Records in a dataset
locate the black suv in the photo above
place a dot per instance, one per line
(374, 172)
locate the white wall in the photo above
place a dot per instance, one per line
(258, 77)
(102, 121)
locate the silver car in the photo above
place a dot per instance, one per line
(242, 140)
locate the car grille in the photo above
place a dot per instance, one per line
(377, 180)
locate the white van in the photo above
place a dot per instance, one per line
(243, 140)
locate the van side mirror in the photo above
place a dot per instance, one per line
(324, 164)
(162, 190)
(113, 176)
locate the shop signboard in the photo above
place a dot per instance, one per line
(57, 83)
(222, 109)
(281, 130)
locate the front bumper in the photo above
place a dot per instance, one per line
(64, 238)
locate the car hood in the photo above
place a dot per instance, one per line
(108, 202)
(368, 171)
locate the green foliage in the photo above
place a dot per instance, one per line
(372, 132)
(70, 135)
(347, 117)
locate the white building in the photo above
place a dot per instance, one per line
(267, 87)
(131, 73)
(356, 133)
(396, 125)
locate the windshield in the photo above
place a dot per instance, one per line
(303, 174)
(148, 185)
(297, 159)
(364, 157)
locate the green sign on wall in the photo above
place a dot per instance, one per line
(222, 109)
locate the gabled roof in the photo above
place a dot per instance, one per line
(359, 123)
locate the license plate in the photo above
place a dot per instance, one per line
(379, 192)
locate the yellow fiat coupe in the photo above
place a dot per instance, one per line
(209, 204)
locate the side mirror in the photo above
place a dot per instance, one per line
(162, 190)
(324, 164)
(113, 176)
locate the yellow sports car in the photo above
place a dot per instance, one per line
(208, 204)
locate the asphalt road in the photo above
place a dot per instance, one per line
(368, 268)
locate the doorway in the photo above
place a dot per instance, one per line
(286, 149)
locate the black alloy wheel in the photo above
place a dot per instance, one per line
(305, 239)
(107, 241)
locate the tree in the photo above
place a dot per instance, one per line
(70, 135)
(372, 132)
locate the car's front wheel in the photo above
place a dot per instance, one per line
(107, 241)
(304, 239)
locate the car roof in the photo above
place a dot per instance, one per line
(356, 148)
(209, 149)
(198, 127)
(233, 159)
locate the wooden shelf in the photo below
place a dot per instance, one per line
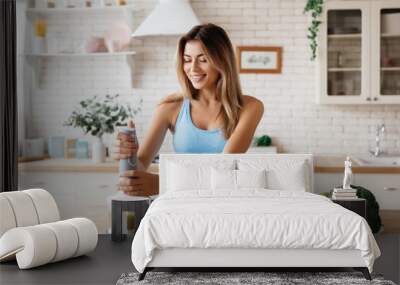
(343, 69)
(33, 11)
(345, 36)
(390, 35)
(100, 54)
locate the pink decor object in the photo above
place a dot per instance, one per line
(118, 37)
(95, 44)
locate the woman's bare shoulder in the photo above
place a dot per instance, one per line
(252, 102)
(169, 107)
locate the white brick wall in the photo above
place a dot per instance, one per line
(292, 119)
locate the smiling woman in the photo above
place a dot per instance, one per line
(209, 115)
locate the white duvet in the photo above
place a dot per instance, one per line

Given exercise: Switch every "place a dot" in the material above to "mark a point", changing nothing else and leaving out the pictures.

Response to the exercise:
locate the black suv in the photo above
mark a point per instance, one per line
(374, 172)
locate the white wall in the photo above
mark a point per instance, one per line
(258, 77)
(102, 121)
locate the silver car in the photo above
mark a point per instance, one per line
(242, 140)
locate the car grille in the photo above
mark a point per instance, one per line
(377, 180)
locate the white van in the photo above
mark a point per instance, one per line
(243, 140)
locate the van side mirror in the photo above
mark a point per instance, one per line
(324, 164)
(162, 190)
(113, 176)
locate the shop signboard in the photo above
mark a point per instance, one per line
(57, 83)
(222, 109)
(281, 130)
locate the front bumper in the photo above
mark a point per instance, one per line
(64, 238)
locate the car hood in the photo above
mark a point per instance, one per line
(108, 202)
(368, 171)
locate the green foliage in the photo above
mark a point per instance, one per line
(372, 132)
(70, 135)
(347, 117)
locate the white building in the photo above
mark a point per instance, one per line
(267, 87)
(131, 73)
(356, 133)
(396, 125)
locate the windshield in the photo above
mark a point per instance, one per line
(303, 174)
(148, 185)
(297, 159)
(364, 157)
locate the green sign on wall in the photo above
mark a point per instance, one per line
(222, 109)
locate the gabled roof in the photo above
mark a point per instance, one per line
(359, 123)
locate the license plate in the photo above
mark a point per instance, one per line
(379, 192)
locate the yellow fiat coupe in the photo above
mark a point per instance, one per line
(209, 204)
locate the side mirror in the photo above
mark a point per instance, one per line
(162, 190)
(324, 164)
(113, 176)
locate the yellow sports car in the photo above
mark a point per instance, one per line
(208, 204)
locate the asphalt road in the photo above
mark a point per instance, one per line
(368, 268)
locate the doorway in the photo above
mark a point per instance, one per line
(286, 149)
locate the black alloy wheel in the photo above
mark a point per instance, one per line
(305, 239)
(107, 241)
locate the tree in the photo above
mark a point per instance, one per line
(70, 135)
(372, 132)
locate the car's front wheel in the photo above
mark a point per instance, one per line
(107, 241)
(304, 239)
locate the car roof in the photo above
mark a point per instance, one per line
(356, 148)
(209, 149)
(198, 127)
(233, 159)
locate the wooden shelf in the photo below
mark a point per instance, one per line
(343, 69)
(33, 11)
(345, 36)
(390, 35)
(100, 54)
locate the pink decor object in the photo above
mark a point per instance, one per line
(118, 37)
(95, 44)
locate the woman's bare shoulder in the photo above
mark a point per instance, one per line
(252, 102)
(169, 107)
locate the white brick wall in the photo above
mark a point per instance, one per line
(292, 119)
locate the smiling woman in the photo above
mark a point per instance, one per line
(209, 115)
locate the white duvet in the photo above
mark a point per instance, one per line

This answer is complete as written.